TEXTE ÉTUDIÉ =>
* * * * * * * * *

Cass. 1re civ., 2 juin 2021, no 20-10995

L’affaire soumise à la Cour de cassation1 porte sur l’articulation entre l’allocation d’éducation de l’enfant handicapé et son complément, prestations versées par la caisse d’allocations familiales, et l’indemnisation des préjudices subis par un enfant et ses parents du fait du handicap de l’enfant, payée par l’Office national d’indemnisation des accidents médicaux, des affections iatrogènes et des infections nosocomiales (l’ONIAM). Dans cette affaire, les parents d’un enfant tétraplégique, handicap causé par des complications survenues lors du déclenchement de l’accouchement de la mère, ont assigné, en leur nom personnel et en tant que représentant de leur enfant mineur, l’ONIAM ainsi que la société d’assurances venant aux droits du centre hospitalier afin de voir indemnisés les préjudices liés au handicap de l’enfant. Il convient de préciser que le mineur s’était vu attribuer l’allocation d’éducation de l’enfant handicapé et son complément2. Les juges du fond ont considéré que la totalité de l’indemnisation des préjudices subis devait peser sur l’ONIAM. Ce dernier forme alors un pourvoi en cassation : s’appuyant sur les articles L. 1142-1, II, et L. 1142-17 du Code de la santé publique, ainsi que sur le principe de réparation intégrale du préjudice, il soutient que l’allocation d’éducation de l’enfant handicapé ainsi que son complément devaient être déduits de l’indemnisation due par l’ONIAM au titre des frais d’assistance par tierce personne. Il s’agissait donc de minorer l’indemnisation due par l’office. La Cour régulatrice a rejeté le pourvoi. Pour elle, si effectivement, le principe évoqué conduit à la déduction des prestations énumérées à l’article 29 de la loi n° 85-677 du 5 juillet 19853, et plus globalement les indemnités de toute nature reçues ou à recevoir d’autres débiteurs du chef du même préjudice, de l’indemnisation à la charge de l’ONIAM, l’allocation d’éducation de l’enfant handicapé et son complément n’en font pas partie. Selon les magistrats, ces prestations sont des prestations familiales et n’ont donc pas de caractère indemnitaire. Si la solution n’est pas étonnante, en ce qu’elle rejoint la position déjà adoptée en la matière par la deuxième chambre civile de la Cour de cassation4, elle permet de rappeler la fonction de l’allocation d’éducation de l’enfant handicapé et son complément (I), ainsi que leur nature (II).

I – L’utilité de l’allocation d’éducation de l’enfant handicapé et de son complément

La loi du 11 février 20055 a substitué l’allocation d’éducation de l’enfant handicapé à l’allocation d’éducation spéciale, prestation qui avait vu le jour grâce à la loi de 19756, base de la législation contemporaine en faveur du handicap. Pour en bénéficier, la personne qui assume la charge permanente de l’enfant (souvent le parent) doit déposer un dossier auprès de la maison départementale des personnes handicapées (MDPH), guichet unique d’accès aux prestations en lien avec le handicap7. Quant au versement de la prestation, il s’effectue via la caisse d’allocations familiales du lieu de résidence de l’allocataire (ou de la caisse de mutualité sociale agricole lorsque la personne relève d’un régime de protection sociale agricole)8.

* * * * * * * * *

DONNÉES FOURNIES =>
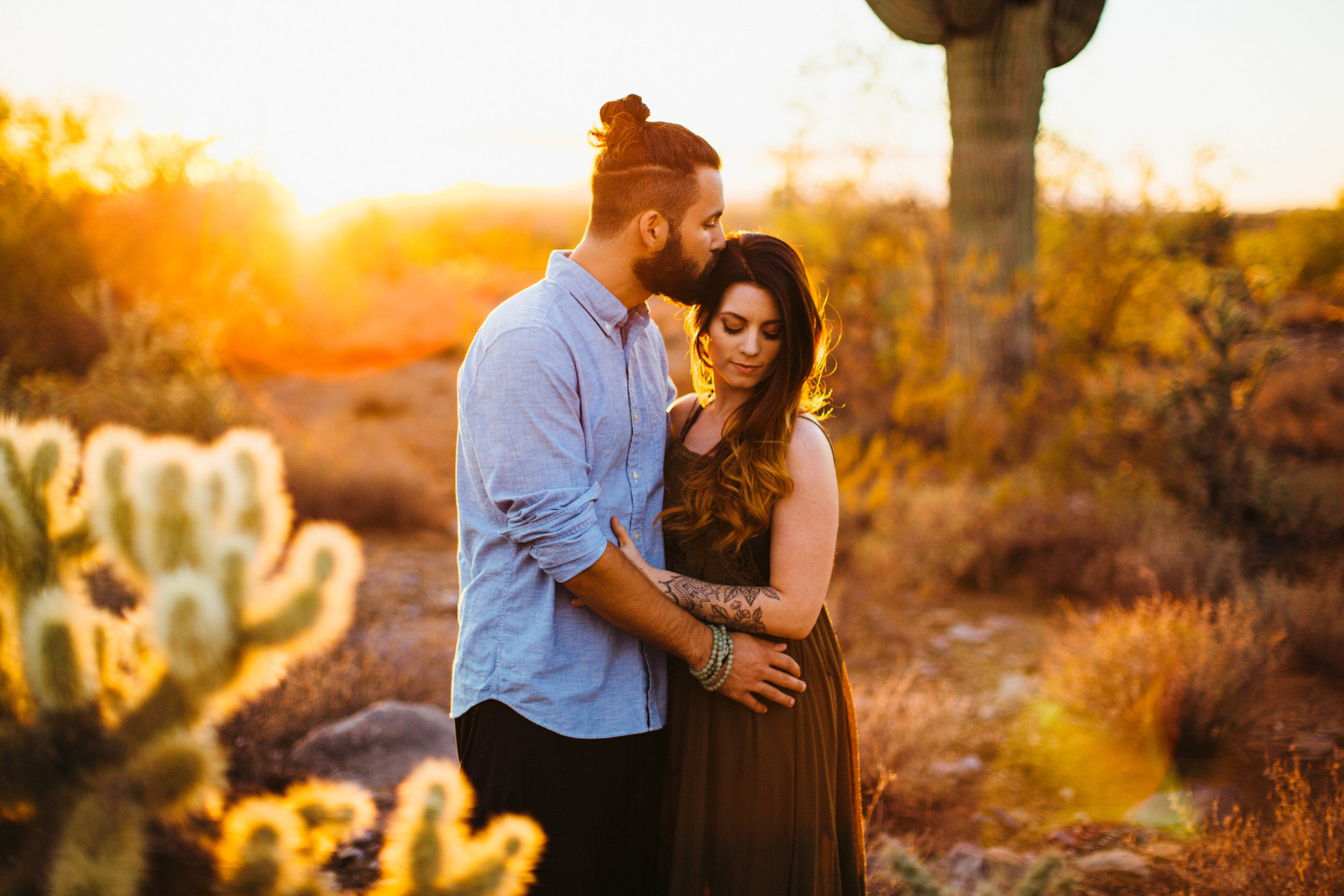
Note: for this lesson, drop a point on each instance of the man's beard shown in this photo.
(673, 275)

* * * * * * * * *

SÉRIE D'EXERCICES =>
- 1) Recopiez, dans le texte étudié, le passage qui s'ouvre sur les mots contenant « I – L’utilité de » et se clôt sur « protection sociale agricole)8. ».
- 2) D'après le texte étudié, auprès de quel organisme la personne qui assume la charge permanente de l'enfant doit-elle déposer un dossier pour bénéficier de l'allocation d'éducation de l'enfant handicapé ?
La liste constitue un matériau à part, sans lien avec le texte étudié.

CORRIGÉ DES EXERCICES =>
- 1)
I – L’utilité de l’allocation d’éducation de l’enfant handicapé et de son complément

La loi du 11 février 20055 a substitué l’allocation d’éducation de l’enfant handicapé à l’allocation d’éducation spéciale, prestation qui avait vu le jour grâce à la loi de 19756, base de la législation contemporaine en faveur du handicap. Pour en bénéficier, la personne qui assume la charge permanente de l’enfant (souvent le parent) doit déposer un dossier auprès de la maison départementale des personnes handicapées (MDPH), guichet unique d’accès aux prestations en lien avec le handicap7. Quant au versement de la prestation, il s’effectue via la caisse d’allocations familiales du lieu de résidence de l’allocataire (ou de la caisse de mutualité sociale agricole lorsque la personne relève d’un régime de protection sociale agricole)8.

- 2) Auprès de la maison départementale des personnes handicapées (MDPH).